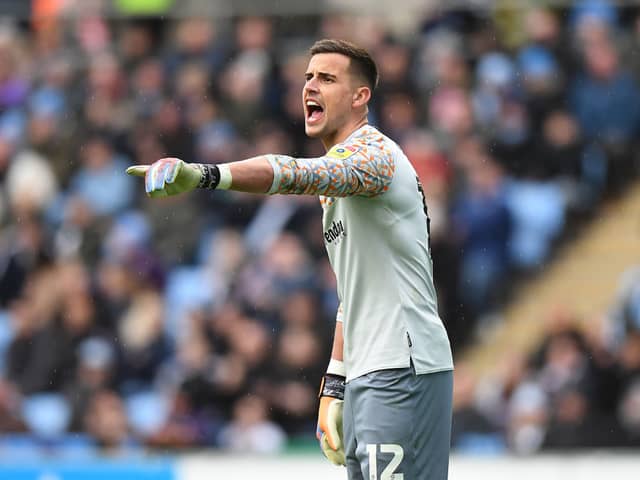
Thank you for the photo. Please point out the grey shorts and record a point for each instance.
(397, 425)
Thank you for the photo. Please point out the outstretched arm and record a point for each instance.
(335, 174)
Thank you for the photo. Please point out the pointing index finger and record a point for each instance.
(137, 170)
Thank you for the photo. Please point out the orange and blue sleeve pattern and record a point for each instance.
(354, 168)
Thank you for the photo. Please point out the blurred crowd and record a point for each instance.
(578, 389)
(206, 319)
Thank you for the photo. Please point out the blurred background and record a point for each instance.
(146, 330)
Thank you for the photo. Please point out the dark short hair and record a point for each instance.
(361, 62)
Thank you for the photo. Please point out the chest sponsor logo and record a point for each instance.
(335, 233)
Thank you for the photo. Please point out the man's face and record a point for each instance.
(327, 94)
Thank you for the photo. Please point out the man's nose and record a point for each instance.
(311, 85)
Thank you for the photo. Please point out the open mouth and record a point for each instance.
(314, 111)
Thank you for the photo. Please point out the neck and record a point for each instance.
(343, 133)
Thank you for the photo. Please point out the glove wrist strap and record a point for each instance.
(210, 177)
(332, 386)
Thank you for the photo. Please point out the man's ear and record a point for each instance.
(361, 96)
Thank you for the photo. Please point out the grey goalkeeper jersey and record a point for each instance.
(376, 235)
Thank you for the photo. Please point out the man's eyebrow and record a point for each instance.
(322, 75)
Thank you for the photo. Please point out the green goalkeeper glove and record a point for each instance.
(329, 430)
(171, 176)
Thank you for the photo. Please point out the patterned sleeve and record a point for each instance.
(346, 170)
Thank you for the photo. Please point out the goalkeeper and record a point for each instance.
(385, 401)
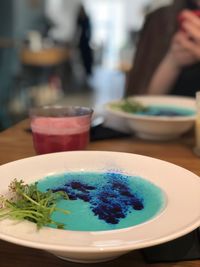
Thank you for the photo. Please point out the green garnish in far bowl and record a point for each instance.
(130, 106)
(26, 202)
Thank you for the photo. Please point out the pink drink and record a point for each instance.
(54, 134)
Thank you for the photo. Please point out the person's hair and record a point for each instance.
(154, 41)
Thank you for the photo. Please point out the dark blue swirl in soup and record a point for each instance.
(104, 201)
(170, 111)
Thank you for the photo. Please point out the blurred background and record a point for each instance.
(53, 52)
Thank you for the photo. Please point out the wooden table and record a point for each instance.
(16, 143)
(52, 56)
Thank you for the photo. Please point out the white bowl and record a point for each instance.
(157, 127)
(179, 216)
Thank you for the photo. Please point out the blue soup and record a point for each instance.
(104, 201)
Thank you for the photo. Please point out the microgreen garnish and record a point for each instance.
(26, 202)
(130, 106)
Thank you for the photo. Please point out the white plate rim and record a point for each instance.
(119, 240)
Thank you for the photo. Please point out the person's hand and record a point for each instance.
(185, 46)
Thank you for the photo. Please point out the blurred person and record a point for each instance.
(84, 30)
(167, 60)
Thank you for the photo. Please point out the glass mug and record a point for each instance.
(60, 128)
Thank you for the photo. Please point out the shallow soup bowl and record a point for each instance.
(120, 204)
(166, 117)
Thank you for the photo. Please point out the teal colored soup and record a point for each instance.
(104, 201)
(170, 111)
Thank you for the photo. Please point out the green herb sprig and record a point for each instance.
(26, 202)
(130, 106)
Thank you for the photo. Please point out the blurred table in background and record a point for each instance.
(16, 143)
(45, 57)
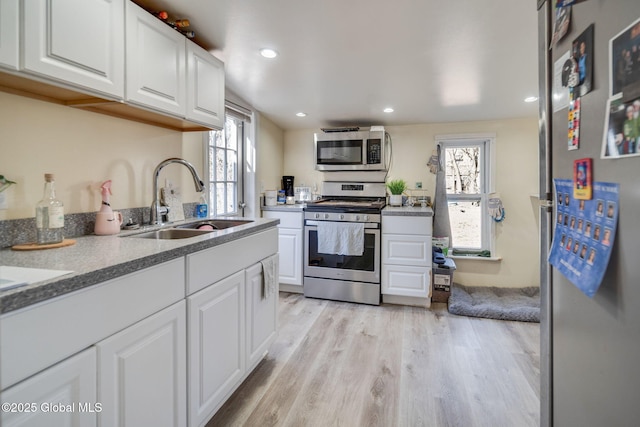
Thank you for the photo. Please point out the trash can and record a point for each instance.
(442, 280)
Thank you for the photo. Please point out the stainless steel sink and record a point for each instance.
(216, 224)
(172, 233)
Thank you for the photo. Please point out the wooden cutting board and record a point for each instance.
(34, 246)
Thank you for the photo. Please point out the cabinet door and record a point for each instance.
(9, 34)
(407, 281)
(205, 87)
(156, 64)
(290, 249)
(216, 345)
(142, 372)
(62, 395)
(404, 249)
(261, 312)
(80, 42)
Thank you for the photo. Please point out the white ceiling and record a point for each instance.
(343, 61)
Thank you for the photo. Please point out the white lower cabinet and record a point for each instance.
(406, 259)
(216, 345)
(290, 247)
(142, 372)
(232, 323)
(63, 395)
(139, 351)
(261, 314)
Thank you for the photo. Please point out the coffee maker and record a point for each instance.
(287, 186)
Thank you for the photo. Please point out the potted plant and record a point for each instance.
(396, 187)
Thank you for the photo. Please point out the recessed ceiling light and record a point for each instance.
(268, 53)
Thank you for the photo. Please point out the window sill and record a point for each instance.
(475, 258)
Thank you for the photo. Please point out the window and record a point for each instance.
(468, 167)
(224, 162)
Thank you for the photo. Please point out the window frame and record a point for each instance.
(243, 144)
(486, 143)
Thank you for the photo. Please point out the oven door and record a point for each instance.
(364, 268)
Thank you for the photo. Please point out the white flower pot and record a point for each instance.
(395, 200)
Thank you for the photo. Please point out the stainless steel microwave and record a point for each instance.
(351, 150)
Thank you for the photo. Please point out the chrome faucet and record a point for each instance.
(156, 209)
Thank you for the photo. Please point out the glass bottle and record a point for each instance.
(49, 214)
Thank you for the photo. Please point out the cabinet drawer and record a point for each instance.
(211, 265)
(403, 249)
(287, 219)
(55, 329)
(420, 225)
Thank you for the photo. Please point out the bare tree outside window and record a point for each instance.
(223, 157)
(466, 189)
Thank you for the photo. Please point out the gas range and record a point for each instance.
(351, 211)
(351, 198)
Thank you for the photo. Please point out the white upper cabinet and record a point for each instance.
(205, 87)
(9, 36)
(80, 42)
(156, 63)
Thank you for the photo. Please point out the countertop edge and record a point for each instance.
(406, 211)
(34, 293)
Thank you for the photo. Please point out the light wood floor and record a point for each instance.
(343, 364)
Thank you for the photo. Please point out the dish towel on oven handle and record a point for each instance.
(341, 238)
(269, 275)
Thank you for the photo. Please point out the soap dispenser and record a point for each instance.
(107, 221)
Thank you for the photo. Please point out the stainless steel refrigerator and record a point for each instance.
(590, 346)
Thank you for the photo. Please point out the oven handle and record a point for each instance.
(367, 225)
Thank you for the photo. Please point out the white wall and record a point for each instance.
(83, 149)
(516, 180)
(270, 155)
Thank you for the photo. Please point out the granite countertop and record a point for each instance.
(298, 207)
(406, 211)
(95, 259)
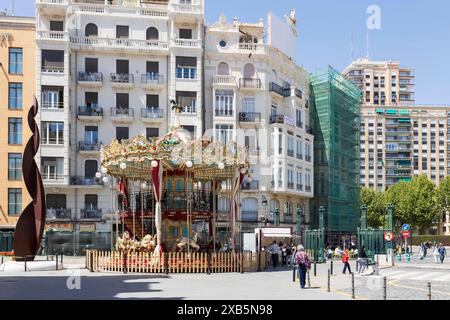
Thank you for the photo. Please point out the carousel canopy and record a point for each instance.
(206, 159)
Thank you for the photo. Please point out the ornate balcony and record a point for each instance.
(152, 81)
(122, 114)
(121, 80)
(89, 113)
(120, 45)
(90, 79)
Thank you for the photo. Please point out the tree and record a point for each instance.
(414, 202)
(443, 195)
(376, 206)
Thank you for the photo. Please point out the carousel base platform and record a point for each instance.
(19, 266)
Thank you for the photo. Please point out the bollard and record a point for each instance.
(329, 284)
(309, 280)
(353, 285)
(293, 274)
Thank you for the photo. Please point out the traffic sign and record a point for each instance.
(388, 236)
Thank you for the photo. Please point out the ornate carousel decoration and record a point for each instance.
(184, 177)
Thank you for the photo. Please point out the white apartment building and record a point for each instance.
(258, 96)
(109, 69)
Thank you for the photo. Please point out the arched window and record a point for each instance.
(223, 69)
(152, 33)
(249, 211)
(90, 169)
(249, 71)
(91, 30)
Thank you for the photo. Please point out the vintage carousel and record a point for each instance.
(169, 188)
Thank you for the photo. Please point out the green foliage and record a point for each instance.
(443, 195)
(417, 202)
(376, 207)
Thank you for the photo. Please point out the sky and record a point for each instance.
(414, 32)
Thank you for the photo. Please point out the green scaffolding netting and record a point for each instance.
(335, 120)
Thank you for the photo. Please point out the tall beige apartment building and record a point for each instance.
(398, 139)
(17, 87)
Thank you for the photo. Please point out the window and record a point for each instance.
(90, 169)
(249, 71)
(223, 69)
(185, 33)
(122, 133)
(152, 133)
(122, 32)
(224, 132)
(187, 100)
(224, 102)
(52, 97)
(15, 96)
(91, 65)
(52, 61)
(14, 166)
(52, 133)
(91, 135)
(52, 168)
(56, 25)
(186, 67)
(14, 131)
(15, 60)
(152, 34)
(298, 118)
(91, 30)
(14, 201)
(152, 101)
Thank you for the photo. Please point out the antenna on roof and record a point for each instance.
(367, 46)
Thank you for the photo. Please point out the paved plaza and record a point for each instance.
(405, 281)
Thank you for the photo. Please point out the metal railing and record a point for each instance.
(90, 76)
(152, 113)
(121, 78)
(122, 112)
(249, 216)
(61, 213)
(91, 213)
(250, 116)
(89, 146)
(88, 111)
(152, 78)
(83, 181)
(253, 83)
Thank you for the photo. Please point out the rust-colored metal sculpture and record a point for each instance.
(30, 226)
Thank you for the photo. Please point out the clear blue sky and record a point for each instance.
(416, 32)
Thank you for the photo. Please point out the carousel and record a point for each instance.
(168, 191)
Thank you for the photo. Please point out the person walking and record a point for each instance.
(436, 253)
(345, 259)
(275, 253)
(442, 252)
(302, 259)
(362, 260)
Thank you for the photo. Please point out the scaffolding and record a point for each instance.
(335, 121)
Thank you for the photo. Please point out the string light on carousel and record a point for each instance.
(180, 179)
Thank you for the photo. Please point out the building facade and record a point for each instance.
(110, 70)
(259, 97)
(17, 86)
(335, 118)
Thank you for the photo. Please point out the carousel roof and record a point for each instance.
(177, 152)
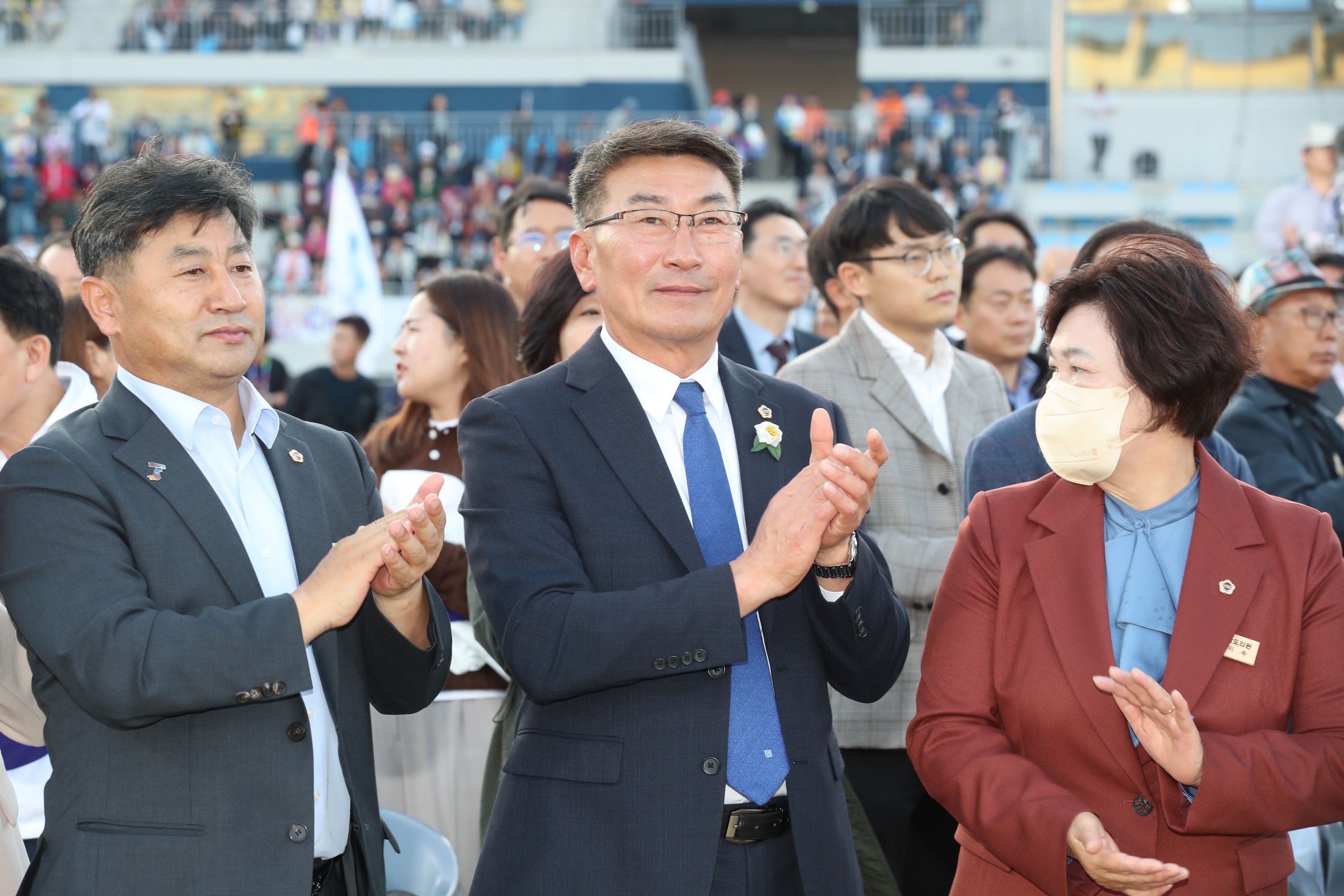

==*==

:: EXERCISE DESCRIPTION ::
Output the part of the entries that opens with the line containing "Thank you for the photo. Please point out the carousel roof" and runs through the end of the entries as a numbered list, skipping blank lines and leaving out the pictures.

:: WORKED ANSWER ::
1. Thank you for the photo. Please point out the carousel roof and record a point for each instance.
2. (177, 152)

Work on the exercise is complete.